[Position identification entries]

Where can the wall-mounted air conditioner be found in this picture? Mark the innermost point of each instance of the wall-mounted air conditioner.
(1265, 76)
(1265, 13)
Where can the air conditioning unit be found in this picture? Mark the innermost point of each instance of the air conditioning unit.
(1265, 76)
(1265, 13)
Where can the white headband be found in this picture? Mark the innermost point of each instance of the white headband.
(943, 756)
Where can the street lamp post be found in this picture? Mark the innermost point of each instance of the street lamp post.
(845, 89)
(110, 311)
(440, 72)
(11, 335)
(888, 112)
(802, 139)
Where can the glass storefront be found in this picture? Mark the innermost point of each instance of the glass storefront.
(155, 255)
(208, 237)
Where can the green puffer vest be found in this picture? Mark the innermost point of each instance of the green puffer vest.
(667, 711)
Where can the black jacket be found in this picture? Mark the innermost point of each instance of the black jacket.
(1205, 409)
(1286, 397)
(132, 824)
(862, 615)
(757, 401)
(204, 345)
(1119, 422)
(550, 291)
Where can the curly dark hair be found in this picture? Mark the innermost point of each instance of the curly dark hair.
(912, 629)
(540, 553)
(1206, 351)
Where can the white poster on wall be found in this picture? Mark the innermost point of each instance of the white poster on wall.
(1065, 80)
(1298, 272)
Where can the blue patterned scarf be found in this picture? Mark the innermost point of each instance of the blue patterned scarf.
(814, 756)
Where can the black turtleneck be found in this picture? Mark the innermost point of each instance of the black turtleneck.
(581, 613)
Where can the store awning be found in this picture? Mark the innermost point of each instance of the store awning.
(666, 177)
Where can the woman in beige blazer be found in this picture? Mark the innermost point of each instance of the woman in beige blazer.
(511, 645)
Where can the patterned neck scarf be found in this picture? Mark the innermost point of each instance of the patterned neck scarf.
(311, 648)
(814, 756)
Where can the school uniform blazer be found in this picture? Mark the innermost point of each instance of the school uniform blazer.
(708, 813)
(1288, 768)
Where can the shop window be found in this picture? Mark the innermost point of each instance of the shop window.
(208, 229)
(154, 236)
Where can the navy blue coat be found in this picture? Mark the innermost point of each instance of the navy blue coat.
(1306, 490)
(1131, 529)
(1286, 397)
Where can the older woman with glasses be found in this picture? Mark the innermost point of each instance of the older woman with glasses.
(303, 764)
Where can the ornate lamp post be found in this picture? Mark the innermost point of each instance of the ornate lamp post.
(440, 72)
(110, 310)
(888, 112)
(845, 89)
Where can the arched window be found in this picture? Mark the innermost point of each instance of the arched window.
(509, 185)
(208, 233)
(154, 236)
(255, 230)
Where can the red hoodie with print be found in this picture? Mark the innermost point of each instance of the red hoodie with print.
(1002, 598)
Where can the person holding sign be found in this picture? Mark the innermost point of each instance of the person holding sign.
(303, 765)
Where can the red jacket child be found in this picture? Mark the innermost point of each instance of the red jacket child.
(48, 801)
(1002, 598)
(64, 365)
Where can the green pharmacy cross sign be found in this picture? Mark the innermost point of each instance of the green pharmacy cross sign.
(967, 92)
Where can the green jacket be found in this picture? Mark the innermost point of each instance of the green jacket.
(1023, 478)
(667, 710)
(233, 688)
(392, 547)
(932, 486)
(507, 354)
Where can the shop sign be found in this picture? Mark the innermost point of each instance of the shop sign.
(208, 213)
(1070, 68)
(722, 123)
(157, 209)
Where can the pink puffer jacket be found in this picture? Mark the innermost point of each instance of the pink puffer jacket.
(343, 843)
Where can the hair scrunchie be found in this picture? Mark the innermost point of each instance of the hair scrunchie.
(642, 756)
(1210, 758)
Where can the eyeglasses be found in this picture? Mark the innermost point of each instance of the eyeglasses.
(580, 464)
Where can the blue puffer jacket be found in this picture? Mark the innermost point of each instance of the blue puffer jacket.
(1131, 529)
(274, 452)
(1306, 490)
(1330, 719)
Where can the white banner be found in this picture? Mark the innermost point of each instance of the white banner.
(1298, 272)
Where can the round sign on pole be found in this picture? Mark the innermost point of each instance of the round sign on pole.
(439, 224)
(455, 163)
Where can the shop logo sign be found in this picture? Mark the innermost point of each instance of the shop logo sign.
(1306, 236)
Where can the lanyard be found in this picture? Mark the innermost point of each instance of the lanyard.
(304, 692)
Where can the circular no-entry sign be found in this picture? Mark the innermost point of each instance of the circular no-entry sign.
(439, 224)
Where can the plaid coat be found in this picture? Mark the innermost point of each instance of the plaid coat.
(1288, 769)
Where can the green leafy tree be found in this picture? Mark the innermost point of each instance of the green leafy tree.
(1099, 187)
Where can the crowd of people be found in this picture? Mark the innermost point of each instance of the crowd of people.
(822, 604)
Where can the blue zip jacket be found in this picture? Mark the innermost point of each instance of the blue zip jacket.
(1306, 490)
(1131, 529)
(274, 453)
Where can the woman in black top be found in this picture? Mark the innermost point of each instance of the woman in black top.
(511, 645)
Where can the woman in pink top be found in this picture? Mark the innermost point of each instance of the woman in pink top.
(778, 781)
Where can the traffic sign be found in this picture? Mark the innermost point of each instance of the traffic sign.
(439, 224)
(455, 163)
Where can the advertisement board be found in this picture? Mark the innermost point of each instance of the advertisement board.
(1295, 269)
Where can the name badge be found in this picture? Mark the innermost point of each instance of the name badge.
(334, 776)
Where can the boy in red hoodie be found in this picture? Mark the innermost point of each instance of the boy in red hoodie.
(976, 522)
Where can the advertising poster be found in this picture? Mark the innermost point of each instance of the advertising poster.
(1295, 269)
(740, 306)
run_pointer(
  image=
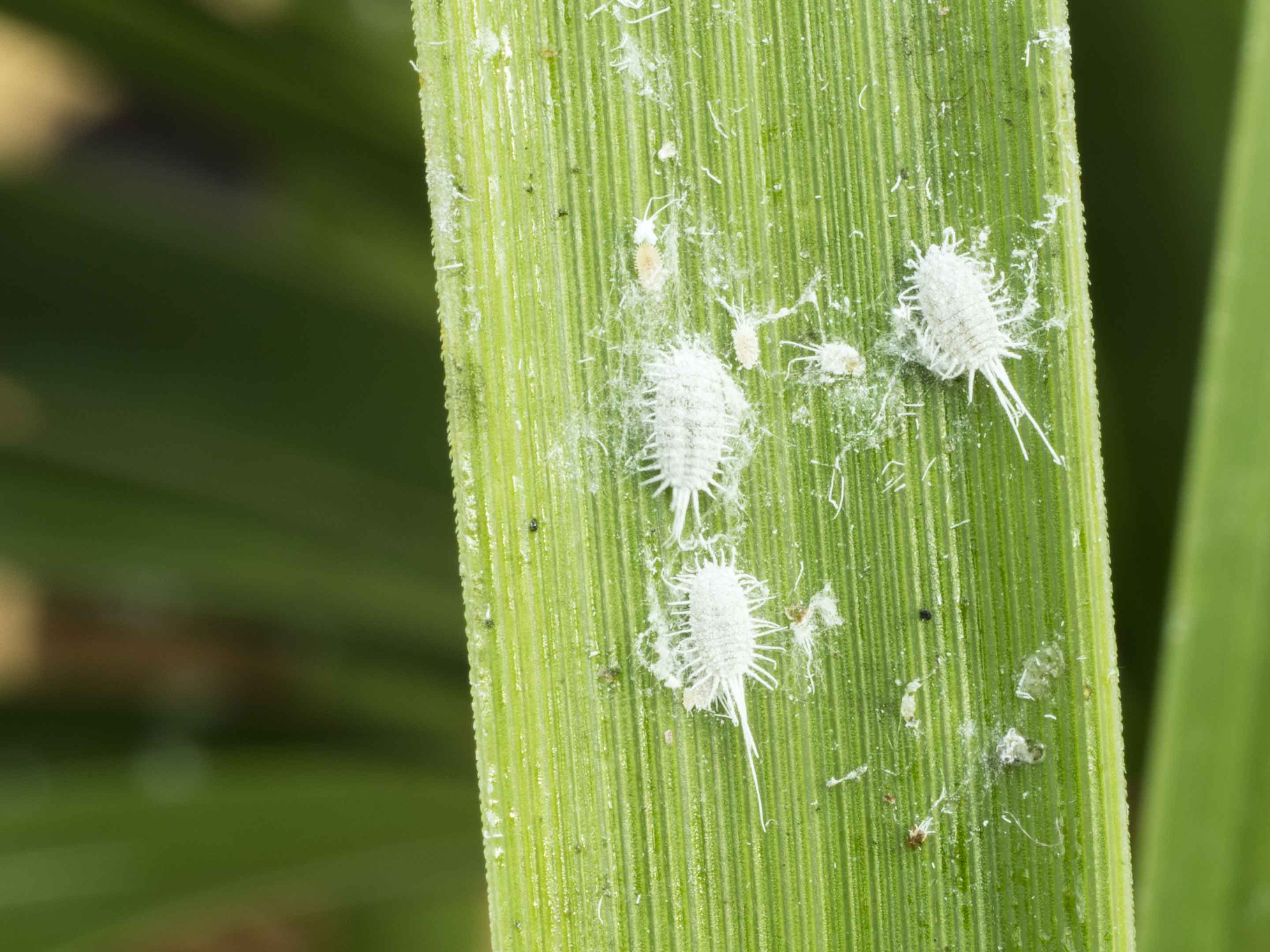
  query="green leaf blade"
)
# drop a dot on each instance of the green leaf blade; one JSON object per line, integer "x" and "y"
{"x": 811, "y": 141}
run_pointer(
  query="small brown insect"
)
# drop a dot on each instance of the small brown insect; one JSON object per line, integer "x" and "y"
{"x": 917, "y": 836}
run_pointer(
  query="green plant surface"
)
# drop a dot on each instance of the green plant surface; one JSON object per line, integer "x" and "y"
{"x": 812, "y": 145}
{"x": 175, "y": 846}
{"x": 1206, "y": 862}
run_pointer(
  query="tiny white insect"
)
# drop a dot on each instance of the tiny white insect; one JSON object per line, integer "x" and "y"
{"x": 833, "y": 358}
{"x": 745, "y": 343}
{"x": 966, "y": 314}
{"x": 722, "y": 645}
{"x": 695, "y": 412}
{"x": 650, "y": 267}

WRITTEN INSTRUCTION: Write out every one of the entries above word for word, but leave the pictures out of your answer.

ANSWER TO THIS EXERCISE:
Where can the wall-mounted air conditioner be found in this picture? Mark the innermost point of each instance of the wall-mounted air conditioner.
(1265, 76)
(1265, 13)
Where can the air conditioning unit be found in this picture? Mark the innermost point of each instance of the air conditioning unit.
(1265, 76)
(1265, 13)
Where can the white headband be found in this picture? Mark the innermost point of each instance of the white headband.
(943, 756)
Where can the street lamp post be found in this picture? Mark the innermost point of each instance of the street lamp post.
(845, 89)
(110, 311)
(440, 72)
(11, 335)
(888, 112)
(802, 139)
Where can the glass storefront be found in this picture? Mark the innermost point of each instance of the glass storefront.
(155, 255)
(208, 237)
Where can the green puffer vest be found in this picture? Mark the innermost point of each instance of the green puffer vest.
(667, 711)
Where can the black jacket be found in this picture? Mark the innermost point of each instance of the black jacket.
(1205, 409)
(1286, 397)
(132, 824)
(862, 615)
(757, 401)
(204, 345)
(1119, 422)
(550, 291)
Where can the curly dark hair be found in this picture? Mark the innermost point of each instance of the curly dark hair.
(912, 629)
(540, 553)
(1206, 351)
Where can the white poster on wall be found in this picture? Mark the innermost point of each instance of the white poster on wall.
(1065, 80)
(1298, 272)
Where can the blue patterned scarf be found in this picture? Mark the innermost point of each instance of the blue patterned scarf.
(814, 756)
Where can the black turtleneck be found in this picture? Mark the innermost point of each instance of the black turtleneck.
(581, 613)
Where can the store awning be found in this picture? Mark the innermost point of each instance of the store awning.
(666, 177)
Where can the woman in beige blazer be found in this picture? Mark the innermost point of each instance of the woman in beige blazer.
(511, 645)
Where can the patterned neck scarf be found in this picture? Mark the innermost point of each instance of the patterned neck scarf.
(311, 648)
(814, 756)
Where can the school uniform blazer be found in this picture? Mark the innermost point of each instance of the school uniform blazer.
(708, 813)
(1288, 768)
Where can the shop window be found in this picture? Mark the innermost point of each instance of the shop window.
(208, 229)
(154, 236)
Where can the navy blue coat be found in this picture? Mark the innermost point of each instance of the navy blue coat.
(1306, 490)
(1131, 529)
(1286, 397)
Where can the older woman with glasses be found in this picture? Mark the innermost point of each instance of the older woman with glasses.
(303, 764)
Where can the ornate lamp post be found in this picture? Mark the innermost point of each instance of the ornate lamp post.
(440, 72)
(110, 310)
(888, 112)
(845, 89)
Where can the arched window be found in this picture? Mark the innermost point of each instance of the arched window.
(509, 185)
(208, 233)
(154, 236)
(255, 230)
Where can the red hoodie with print be found in this picture? Mark the innermost point of each instance of the red hoodie with print.
(1002, 598)
Where can the person holding sign be found in this picture? Mark the innermost point of each instance of the person holding sign.
(303, 765)
Where can the red jacket child be found in this picture? Mark the innermost point of each instance of the red jacket child.
(48, 801)
(1002, 598)
(64, 365)
Where can the green pharmacy cross sign be found in this picture? Mark the innermost point of each instance of the green pharmacy cross sign.
(967, 92)
Where can the green jacket be found in this picture? Mark the innermost point of each instance of the green jacket.
(1023, 478)
(667, 710)
(233, 688)
(392, 547)
(932, 486)
(507, 354)
Where can the shop sign be found in this picture? Mark the innermost point of each instance of the shop sign.
(208, 213)
(1070, 68)
(722, 123)
(157, 209)
Where can the pink puffer jacket be found in this picture? Mark the innermost point of each instance of the pink puffer jacket.
(343, 843)
Where can the hair scrunchie be found in this picture? Mark the innermost point of each instance of the hair scrunchie.
(642, 756)
(1210, 758)
Where can the eyeglasses be found in this picture? Mark the innermost point of each instance of the eyeglasses.
(580, 464)
Where can the blue puffer jacket be found in this picture? Mark the innermost point of each instance of the blue puffer jacket.
(1131, 529)
(274, 452)
(1306, 490)
(1330, 719)
Where can the white banner be found in this picture? Mark the innermost point of each instance of the white banner.
(1298, 272)
Where can the round sign on pole be found in this picture? Mark the innermost point of each instance of the round sign on pole.
(439, 224)
(455, 163)
Where can the shop logo sign be found in this picture? Mark the innermost point of each instance of the shop logo sign.
(1306, 236)
Where can the lanyard be found in this picture? Mark the innermost point of each instance of the lanyard.
(304, 692)
Where can the circular no-entry sign be found in this picture? Mark the innermost point of each instance of the circular no-entry sign.
(439, 224)
Where can the plaid coat be found in this picture? Mark the innermost point of each instance of the plaid coat.
(1288, 769)
Where can the green leafy tree be found in this picture? Mark the innermost point of each instance of the green leafy tree.
(1099, 187)
Where can the crowd of people be found in this picture? Mark the innermost point of each instance of the crowd of people.
(822, 604)
Where can the blue zip jacket be found in this picture? Mark the innermost point of each instance of the blue zip jacket.
(1306, 490)
(1131, 529)
(274, 453)
Where can the woman in black top be found in this picture? Mark the innermost point of each instance of the woman in black top.
(511, 645)
Where can the woman in pink top be found in this picture? Mark the innermost point of each instance of the woman in pink top.
(778, 781)
Where can the traffic sign be found in this picture? Mark the innermost point of each instance of the traffic sign.
(439, 224)
(455, 163)
Where can the advertisement board be found in this picture? Mark the innermost point of each instance of the advertisement board.
(1295, 269)
Where can the name badge be found in this picture? Mark the innermost point of each instance of the name badge.
(334, 776)
Where can the boy in red hoodie be found in this picture? Mark the innermost point of each instance of the boy in red hoodie.
(976, 522)
Where can the advertising poster be found in this picture? Mark the innermost point of each instance of the advertising poster.
(1295, 269)
(740, 306)
run_pointer(
  image=
  query="green leaf blade"
)
# drop a dot on each instance of the green leaf blade; one JSON object per line, integer "x" and "y"
{"x": 811, "y": 141}
run_pointer(
  query="small brown insect"
)
# drop a dot on each instance of the small brown insect; one JSON object per line, integer "x" and "y"
{"x": 917, "y": 836}
run_pointer(
  query="green plant surface"
)
# drop a dot on each instance of the green plant surface; one JSON object per line, integer "x" and "y"
{"x": 812, "y": 145}
{"x": 175, "y": 846}
{"x": 1206, "y": 862}
run_pointer(
  query="tiny white insect"
)
# drop a dot on each instance of the tiny white insect; one JSON object per line, integer "x" and "y"
{"x": 833, "y": 358}
{"x": 745, "y": 343}
{"x": 966, "y": 314}
{"x": 722, "y": 645}
{"x": 695, "y": 412}
{"x": 650, "y": 267}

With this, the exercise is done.